* _Set problem_: Repeat word for word the passage of the text on microinvesting apps, starting at "HISTORICAL PERSPECTIVE" and ending at "professor Tom Baker.".

* _Text extract_:
-- Begin --

Similarly, Acorns also strives to get young customers through the door. The microinvestment platform requires a dollar a month for users, though college students can sign up for free. Acorns says there are plenty of ways for a user to offset fees, like rewarding customers with $5 for every friend they refer or using the app’s Found Money feature.

Davis Janowski, senior analyst of digital wealth management for Forrester Research, says Acorns is going after a much younger demographic than Betterment and Wealthfront and is addressing a need in the market. The firm's platform has a savings feature, where a client's purchases are rounded up to the nearest dollar, and that change is deposited into the client's account.

“The roundup philosophy is painless. You don’t have to think about making a deposit to an account,” Janowski says.

Janowski notes that fees for Acorns and Stash change from $1 a month to roughly 0.25% when investor accounts reach a $5,000 threshold. He says the microinvesting apps are good for easing a millennial investor into long-term financial goals, like retirement.

“Any of these companies that are trying to get millennials to start saving for retirement is a good thing,” Janowski says.

HISTORICAL PERSPECTIVE
The industry's evolution may soon leave Faber’s report outdated.

“When you look at what he picked, he’s picking the existing models and not their emerging models,” says Kendra Thompson, managing director and global lead of wealth management at Accenture.

Thompson says the market is moving towards hybrid advice, a model that is erasing divisions between robo and traditional advisers.

As models change, it's worth putting millennial-focused investing services into historical context, says University of Pennsylvania Law School professor Tom Baker.

"The biggest insurance companies — Prudential, Metlife — started out with door-to-door sales, selling dollar life insurance policies," says Baker, who recently published a paper examining the future of robo advice.

"They got people into the mindset of paying for insurance, saving for a future," he adds. "It was expensive to get going, but the business had a long-term plan. And as they got bigger, their fees became smaller."

-- End --

* _Entries shown_:
-- Begin --

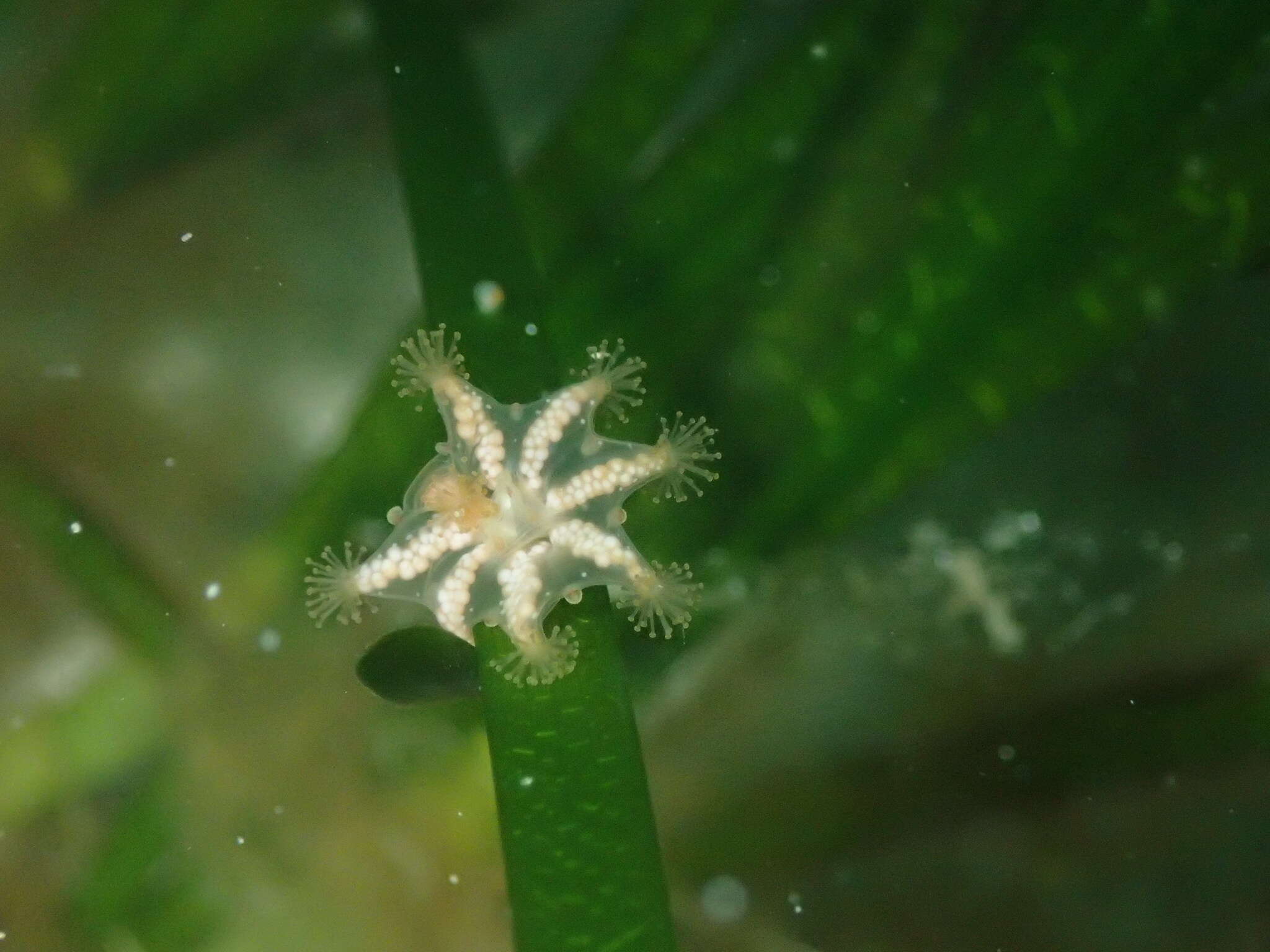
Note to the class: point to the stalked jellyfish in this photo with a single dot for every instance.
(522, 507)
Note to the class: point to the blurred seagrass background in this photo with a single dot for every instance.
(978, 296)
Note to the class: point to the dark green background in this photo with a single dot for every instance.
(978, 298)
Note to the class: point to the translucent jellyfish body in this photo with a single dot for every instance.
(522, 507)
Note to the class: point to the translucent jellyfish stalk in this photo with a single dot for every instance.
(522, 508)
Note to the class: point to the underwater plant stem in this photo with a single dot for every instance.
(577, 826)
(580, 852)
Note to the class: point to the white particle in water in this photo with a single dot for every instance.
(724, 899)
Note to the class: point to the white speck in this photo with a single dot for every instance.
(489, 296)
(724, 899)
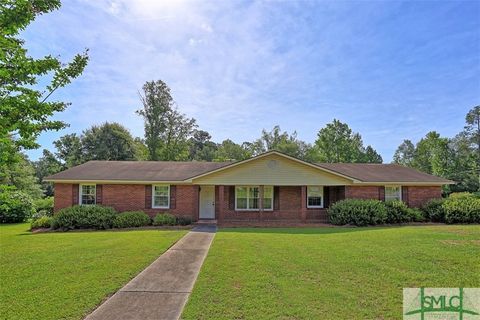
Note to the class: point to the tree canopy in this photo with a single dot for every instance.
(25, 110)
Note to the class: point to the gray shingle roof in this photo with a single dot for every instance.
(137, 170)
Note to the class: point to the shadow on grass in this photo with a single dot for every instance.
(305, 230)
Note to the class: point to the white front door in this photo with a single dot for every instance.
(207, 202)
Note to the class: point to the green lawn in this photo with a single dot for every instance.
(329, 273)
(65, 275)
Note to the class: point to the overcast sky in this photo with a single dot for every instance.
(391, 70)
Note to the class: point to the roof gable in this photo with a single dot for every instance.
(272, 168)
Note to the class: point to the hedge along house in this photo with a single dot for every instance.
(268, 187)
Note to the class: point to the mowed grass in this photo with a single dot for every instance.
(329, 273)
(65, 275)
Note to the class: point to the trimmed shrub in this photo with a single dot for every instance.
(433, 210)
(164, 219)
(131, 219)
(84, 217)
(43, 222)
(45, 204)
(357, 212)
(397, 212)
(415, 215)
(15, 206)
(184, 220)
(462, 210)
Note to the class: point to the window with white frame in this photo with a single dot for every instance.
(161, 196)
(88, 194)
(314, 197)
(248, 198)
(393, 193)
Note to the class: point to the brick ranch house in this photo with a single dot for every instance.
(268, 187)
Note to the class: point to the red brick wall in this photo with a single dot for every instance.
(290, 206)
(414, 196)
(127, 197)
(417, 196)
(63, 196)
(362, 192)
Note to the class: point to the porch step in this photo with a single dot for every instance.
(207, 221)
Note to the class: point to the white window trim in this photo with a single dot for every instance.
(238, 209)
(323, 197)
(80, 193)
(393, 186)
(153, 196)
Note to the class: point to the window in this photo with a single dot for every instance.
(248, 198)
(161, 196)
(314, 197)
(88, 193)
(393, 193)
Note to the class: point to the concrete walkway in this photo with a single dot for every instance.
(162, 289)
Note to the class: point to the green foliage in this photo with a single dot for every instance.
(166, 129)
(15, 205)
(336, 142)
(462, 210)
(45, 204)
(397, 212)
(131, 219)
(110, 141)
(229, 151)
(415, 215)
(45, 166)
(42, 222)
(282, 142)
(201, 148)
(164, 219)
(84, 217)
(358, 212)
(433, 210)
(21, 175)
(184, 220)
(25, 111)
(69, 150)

-- End --

* _Response_:
HISTORICAL PERSPECTIVE
The industry's evolution may soon leave Faber’s report outdated.

“When you look at what he picked, he’s picking the existing models and not their emerging models,” says Kendra Thompson, managing director and global lead of wealth management at Accenture.

Thompson says the market is moving towards hybrid advice, a model that is erasing divisions between robo and traditional advisers.

As models change, it's worth putting millennial-focused investing services into historical context, says University of Pennsylvania Law School professor Tom Baker.